- **STATED GOAL A**
Please set down, word for word, the stretch of the blog post on the Consumer Duty final rules from "The Model Office" through "totalling four years!".

- **EXCERPT PROVIDED**
----

The Model Office Blog

The Consumer Duty Final Rules and your data

[fa icon="calendar"] Jul 27, 2022 9:35:47 AM / by Chris Davies

So, the final rules are here and not much has really changed other than the implementation period has been extended slight for live business to July 31st, 2023, and closed book business has until 31st July 2024. Plus (wait for it) firms need to be up and running on their implementation by October ’22! Although any extension is welcome, it’s not long enough in my opinion given the ramifications this all-encompassing regulatory directive brings. Think Operational Resilience which has an implementation and transitional period totalling four years!

In their Policy Statement PS22/9, The FCA painstakingly go into great detail on what their consumer duty actually means when applied to firms’ daily practices. This is actually helpful and provides a framework that firms can work with to assess their products and services, client engagement strategies and make the relevant changes to ensure they stand the best possible chance of complying come this time next year. I say the best possible chance, because there are so many variables and interactions with existing rules that need to be taken into account.

What is good is yet again the FCA have issued a separate policy guidance with good outcome examples, in particular culture and governance is given prominence with the FCA outlaying key questions firms should be asking themselves over the next year. In essence, firms now need to become research houses to assess their client engagement and associated culture, something Model Office heat mapped dashboard do in benchmarking firms against regulations. Indeed MO is now locked and loaded for the consumer duty, so all firms using our RegTech will gain all the information they require and build an audit trail evidencing their implementation and compliance.

----

- **DATA SUPPLIED**
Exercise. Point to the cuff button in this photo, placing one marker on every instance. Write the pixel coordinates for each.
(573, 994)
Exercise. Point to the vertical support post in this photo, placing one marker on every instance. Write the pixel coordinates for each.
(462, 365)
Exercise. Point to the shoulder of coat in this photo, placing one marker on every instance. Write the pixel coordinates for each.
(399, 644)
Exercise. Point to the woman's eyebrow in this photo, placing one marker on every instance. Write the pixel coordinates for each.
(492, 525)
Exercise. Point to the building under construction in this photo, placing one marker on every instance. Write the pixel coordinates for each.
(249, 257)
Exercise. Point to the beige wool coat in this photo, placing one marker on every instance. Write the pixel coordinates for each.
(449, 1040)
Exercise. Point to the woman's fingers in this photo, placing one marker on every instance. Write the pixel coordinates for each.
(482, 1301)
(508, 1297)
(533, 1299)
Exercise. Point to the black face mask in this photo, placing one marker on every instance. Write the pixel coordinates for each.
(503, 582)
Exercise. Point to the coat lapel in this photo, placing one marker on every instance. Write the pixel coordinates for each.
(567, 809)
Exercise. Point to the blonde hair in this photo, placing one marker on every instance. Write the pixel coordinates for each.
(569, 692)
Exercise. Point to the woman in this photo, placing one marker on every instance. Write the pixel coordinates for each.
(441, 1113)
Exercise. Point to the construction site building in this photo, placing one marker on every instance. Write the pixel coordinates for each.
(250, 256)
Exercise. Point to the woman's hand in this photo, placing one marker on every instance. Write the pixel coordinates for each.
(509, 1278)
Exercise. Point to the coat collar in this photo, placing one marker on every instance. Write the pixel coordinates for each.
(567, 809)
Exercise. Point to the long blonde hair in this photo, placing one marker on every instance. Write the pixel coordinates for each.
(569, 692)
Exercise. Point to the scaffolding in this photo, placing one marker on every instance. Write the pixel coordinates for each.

----

- **STATED GOAL B**
Output the stretch of the records from the line containing "Exercise. Point to the long" through the end of the records as a numbered list, leaving out any blank lines.

- **FULL OUTPUT A**
The Model Office Blog

The Consumer Duty Final Rules and your data

[fa icon="calendar"] Jul 27, 2022 9:35:47 AM / by Chris Davies

So, the final rules are here and not much has really changed other than the implementation period has been extended slight for live business to July 31st, 2023, and closed book business has until 31st July 2024. Plus (wait for it) firms need to be up and running on their implementation by October ’22! Although any extension is welcome, it’s not long enough in my opinion given the ramifications this all-encompassing regulatory directive brings. Think Operational Resilience which has an implementation and transitional period totalling four years!

- **FULL OUTPUT B**
1. Exercise. Point to the long blonde hair in this photo, placing one marker on every instance. Write the pixel coordinates for each.
2. (569, 692)
3. Exercise. Point to the scaffolding in this photo, placing one marker on every instance. Write the pixel coordinates for each.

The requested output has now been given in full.